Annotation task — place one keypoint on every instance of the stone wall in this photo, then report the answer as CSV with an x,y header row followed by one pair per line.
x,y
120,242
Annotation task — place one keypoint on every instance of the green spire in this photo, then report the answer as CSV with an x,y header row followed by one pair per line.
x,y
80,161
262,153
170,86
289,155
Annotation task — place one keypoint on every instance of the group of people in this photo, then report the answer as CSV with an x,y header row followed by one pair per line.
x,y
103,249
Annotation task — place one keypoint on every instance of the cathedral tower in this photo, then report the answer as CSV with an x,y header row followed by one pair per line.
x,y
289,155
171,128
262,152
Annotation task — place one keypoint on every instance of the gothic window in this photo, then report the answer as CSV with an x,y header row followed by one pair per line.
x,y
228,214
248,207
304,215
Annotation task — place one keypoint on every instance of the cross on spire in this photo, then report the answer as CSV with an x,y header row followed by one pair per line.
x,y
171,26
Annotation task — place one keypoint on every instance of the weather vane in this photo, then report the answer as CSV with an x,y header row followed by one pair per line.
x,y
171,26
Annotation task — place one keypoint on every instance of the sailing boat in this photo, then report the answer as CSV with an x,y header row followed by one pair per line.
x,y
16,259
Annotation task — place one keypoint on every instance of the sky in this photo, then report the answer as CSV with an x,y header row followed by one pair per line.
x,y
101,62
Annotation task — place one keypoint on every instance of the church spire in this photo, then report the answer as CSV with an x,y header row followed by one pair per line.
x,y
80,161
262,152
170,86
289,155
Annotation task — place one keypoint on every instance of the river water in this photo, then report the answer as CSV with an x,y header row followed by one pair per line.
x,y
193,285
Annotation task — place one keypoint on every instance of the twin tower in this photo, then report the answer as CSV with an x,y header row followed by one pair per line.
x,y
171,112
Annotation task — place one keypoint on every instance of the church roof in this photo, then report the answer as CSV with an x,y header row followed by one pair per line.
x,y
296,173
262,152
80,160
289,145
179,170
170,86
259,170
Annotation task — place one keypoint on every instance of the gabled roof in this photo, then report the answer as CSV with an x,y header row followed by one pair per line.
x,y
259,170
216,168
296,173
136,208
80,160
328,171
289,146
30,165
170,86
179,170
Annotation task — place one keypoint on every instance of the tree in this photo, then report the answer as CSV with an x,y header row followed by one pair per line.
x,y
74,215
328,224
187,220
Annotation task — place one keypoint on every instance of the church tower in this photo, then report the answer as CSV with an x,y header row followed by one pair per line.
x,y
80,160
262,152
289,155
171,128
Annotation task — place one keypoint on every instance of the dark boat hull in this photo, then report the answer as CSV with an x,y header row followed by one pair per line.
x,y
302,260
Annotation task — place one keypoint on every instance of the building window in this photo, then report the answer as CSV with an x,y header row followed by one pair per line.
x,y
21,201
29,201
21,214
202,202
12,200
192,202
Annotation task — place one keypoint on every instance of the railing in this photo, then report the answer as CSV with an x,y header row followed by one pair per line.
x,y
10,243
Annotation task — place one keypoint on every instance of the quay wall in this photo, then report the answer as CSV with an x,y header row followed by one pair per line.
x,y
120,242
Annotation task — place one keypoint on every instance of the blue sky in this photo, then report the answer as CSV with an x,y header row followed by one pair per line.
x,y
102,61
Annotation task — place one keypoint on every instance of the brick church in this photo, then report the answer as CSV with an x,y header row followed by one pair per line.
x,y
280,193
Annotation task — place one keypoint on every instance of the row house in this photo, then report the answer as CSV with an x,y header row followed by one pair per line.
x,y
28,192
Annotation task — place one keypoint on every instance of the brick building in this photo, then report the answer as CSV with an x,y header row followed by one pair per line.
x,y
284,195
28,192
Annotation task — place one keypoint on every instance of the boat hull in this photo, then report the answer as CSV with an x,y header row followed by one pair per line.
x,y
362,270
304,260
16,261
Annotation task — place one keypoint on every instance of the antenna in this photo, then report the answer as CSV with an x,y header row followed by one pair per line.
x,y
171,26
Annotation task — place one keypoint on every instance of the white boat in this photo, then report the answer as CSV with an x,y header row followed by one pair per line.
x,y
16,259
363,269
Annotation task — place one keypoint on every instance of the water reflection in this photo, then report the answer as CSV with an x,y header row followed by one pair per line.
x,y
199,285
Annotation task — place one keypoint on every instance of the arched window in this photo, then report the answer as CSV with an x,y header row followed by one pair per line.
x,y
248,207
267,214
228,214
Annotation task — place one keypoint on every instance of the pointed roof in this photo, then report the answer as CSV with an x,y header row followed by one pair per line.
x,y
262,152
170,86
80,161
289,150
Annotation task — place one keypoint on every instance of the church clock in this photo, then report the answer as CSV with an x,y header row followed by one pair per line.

────

_Problem details_
Write out every line of the records exactly.

_Response_
Annotation task — place one keypoint on every instance of the stone wall in this photo, then report the answer as CSV with an x,y header row followed by one pair per line.
x,y
120,242
Annotation task — place one keypoint on every instance of the green spire in this photo, then report the answer as CSV with an x,y header row followed by one pair per line.
x,y
80,161
262,153
170,86
289,155
Annotation task — place one keypoint on every instance of the group of people in this photo, then report the answer as CSV with an x,y header row followed by one pair per line.
x,y
103,249
Annotation task — place one keypoint on every instance of the cathedral tower in this photo, then report the answer as CSV with an x,y header row followed by one pair per line.
x,y
289,155
171,128
262,152
Annotation task — place one keypoint on every instance of the gothic window in this photo, then report the answer as CSV with an x,y header row followed by one pair per line.
x,y
228,214
248,207
304,215
Annotation task — place one keypoint on every instance of the cross on spire in this photo, then report the answer as CSV with an x,y header row followed by one pair per line.
x,y
171,26
Annotation task — place one keypoint on every instance of the weather vane in this photo, then report the answer as CSV with an x,y header row followed by one pair per line.
x,y
171,26
Annotation task — place one keypoint on every instance of the sailing boat in this photo, then report the answer as CSV with an x,y header row followed by one pair per line.
x,y
16,259
Annotation task — place one keypoint on every instance of the sky in this photo, then report the answer as CSV with an x,y header row followed by one pair per line.
x,y
101,62
Annotation task — place one keypoint on every instance of the church spire in this photo, then report the answer as CSV with an x,y header row followed by one pair per line.
x,y
80,161
262,152
170,86
289,155
Annotation task — place one keypoint on every instance of the river water in this photo, then report the answer as CSV with an x,y header row followed by one pair per line.
x,y
193,285
Annotation task — place one keypoint on every instance of the twin tower in this photo, then report the answer as CSV with an x,y header row followed by one pair per line.
x,y
171,112
Annotation task — place one keypoint on every instance of the church roof in this photo, then report the answer as CSV with an x,y header row followed by one pair per line.
x,y
296,173
262,152
80,160
289,145
179,170
170,86
259,170
Annotation task — place one keypoint on every instance of the gabled roof in this photo, then report the answer as CSV with an x,y header row followed by one pair per line.
x,y
259,170
216,168
296,173
136,208
80,160
328,171
289,146
30,165
170,86
179,170
Annotation task — place one keypoint on every instance of the tree in this photo, then report the answer as CSV with an x,y header row followed by one pair per line.
x,y
74,215
328,224
187,220
Annotation task — place one keypoint on every instance of the church tower in this photo, then report the answer as CSV with an x,y header row followed by one pair per line.
x,y
80,160
262,152
289,155
171,128
Annotation task — place one keypoint on every instance of the dark boat hull in this photo, then report the answer as CSV with an x,y header row followed by one pair per line.
x,y
302,260
Annotation task — place one keypoint on every instance of the building window in this photo, then report the answer as CSV with an x,y header row followed by one pair per line.
x,y
21,201
29,201
21,214
202,202
12,200
192,202
Annotation task — place one keypoint on every instance of the railing in this photo, then report the answer as CSV with an x,y header row followed by one pair per line.
x,y
10,243
Annotation task — place one keypoint on every instance of the quay wall in this photo, then report the answer as CSV with an x,y header row followed by one pair per line.
x,y
120,242
Annotation task — place one keypoint on every instance of the blue sky in this photo, then report the answer as CSV with an x,y header row followed by one pair per line.
x,y
102,61
Annotation task — place one keypoint on every instance of the brick church in this photo, then report the answer as CSV with an x,y header row followed by one pair per line.
x,y
280,193
Annotation task — place one keypoint on every instance of the row house in this photo, then report the answer as CSV with an x,y header row followed by one pair per line.
x,y
28,192
Annotation task — place one keypoint on every instance of the brick building in this photo, then report the answer as CSV with an x,y header row followed by one pair per line.
x,y
284,195
28,192
Annotation task — place one keypoint on every instance of the boat hull in this photo, then report the answer as CSV with an x,y header row followed by one pair per line.
x,y
362,270
304,260
16,261
Annotation task — place one keypoint on every instance of the antenna in this photo, then report the answer as CSV with an x,y header row followed by one pair per line.
x,y
171,26
Annotation task — place one keypoint on every instance of the white boat in this photo, then report the answer as CSV with an x,y header row followed by one pair per line.
x,y
16,259
363,269
Annotation task — place one keypoint on every instance of the water reflection in this photo, then report the answer as CSV with an x,y header row followed by one pair per line.
x,y
199,285
Annotation task — place one keypoint on every instance of the arched window in this photo, then report the answer as CSV with an x,y header row followed by one pair per line.
x,y
248,207
267,214
228,214
Annotation task — place one keypoint on every instance of the pointed roof in this photo, then report the answer as CSV with an x,y header row followed by one pair per line.
x,y
262,152
170,86
80,161
289,150
Annotation task — place one keypoint on every instance of the church clock in this photo, then report the answer as CSV with an x,y header row followed by one pair per line.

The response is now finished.